__Provided records__.
───

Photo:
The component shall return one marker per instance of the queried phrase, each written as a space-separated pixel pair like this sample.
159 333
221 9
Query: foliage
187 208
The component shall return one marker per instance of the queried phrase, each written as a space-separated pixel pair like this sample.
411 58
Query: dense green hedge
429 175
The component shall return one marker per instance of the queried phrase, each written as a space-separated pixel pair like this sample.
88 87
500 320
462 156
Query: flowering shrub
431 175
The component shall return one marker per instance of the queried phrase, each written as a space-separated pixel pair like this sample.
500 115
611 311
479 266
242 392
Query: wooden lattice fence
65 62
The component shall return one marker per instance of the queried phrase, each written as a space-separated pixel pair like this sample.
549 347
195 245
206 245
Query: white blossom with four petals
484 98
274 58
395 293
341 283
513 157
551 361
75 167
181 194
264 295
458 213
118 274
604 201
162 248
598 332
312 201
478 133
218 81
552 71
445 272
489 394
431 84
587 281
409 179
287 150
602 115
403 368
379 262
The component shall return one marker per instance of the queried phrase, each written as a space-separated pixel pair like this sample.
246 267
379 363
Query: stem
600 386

───

__Instructions for the task__. Please rewrite all of the data above, line by line. Multiply each pixel coordinate in the answers by 2.05 and round to a whole number, with halves rounded up. Leave every other number unchanged.

__The completed task__.
Photo:
The component shall return one marker per instance of the queried phrase, each written as a space-separated pixel pair like this sample.
159 333
221 9
Query: foliage
383 426
The component shall return one marker per instance of the queried phrase, each written as a space-separated pixel pair like this sample.
411 58
Query: dense green hedge
879 359
The component shall return one marker per instance of the queried phrase, each written as a space-separated pixel pair like this sample.
88 87
500 320
462 156
Query: flowering shrub
884 359
The component shall return one marker per instance of the queried phrase, each written as a space-separated pixel pair like this sample.
500 115
611 311
479 266
242 392
Query: wooden lattice fence
133 127
The component shall return one marker per instance of the queried phrase, each written as a space-separated pixel pair like this sample.
549 347
195 245
206 245
Query: white blossom with four petals
992 201
562 119
810 601
699 580
1052 322
1130 740
154 342
371 398
541 605
939 437
242 562
1238 412
332 508
1226 681
640 412
980 273
447 166
1132 146
912 558
1002 808
884 172
1203 576
838 367
588 308
1234 236
826 754
777 537
The component shall return one marker per instance of the queried phrase, each written as a space-separated pixel pair like this sample.
246 267
379 363
Query: stem
1230 791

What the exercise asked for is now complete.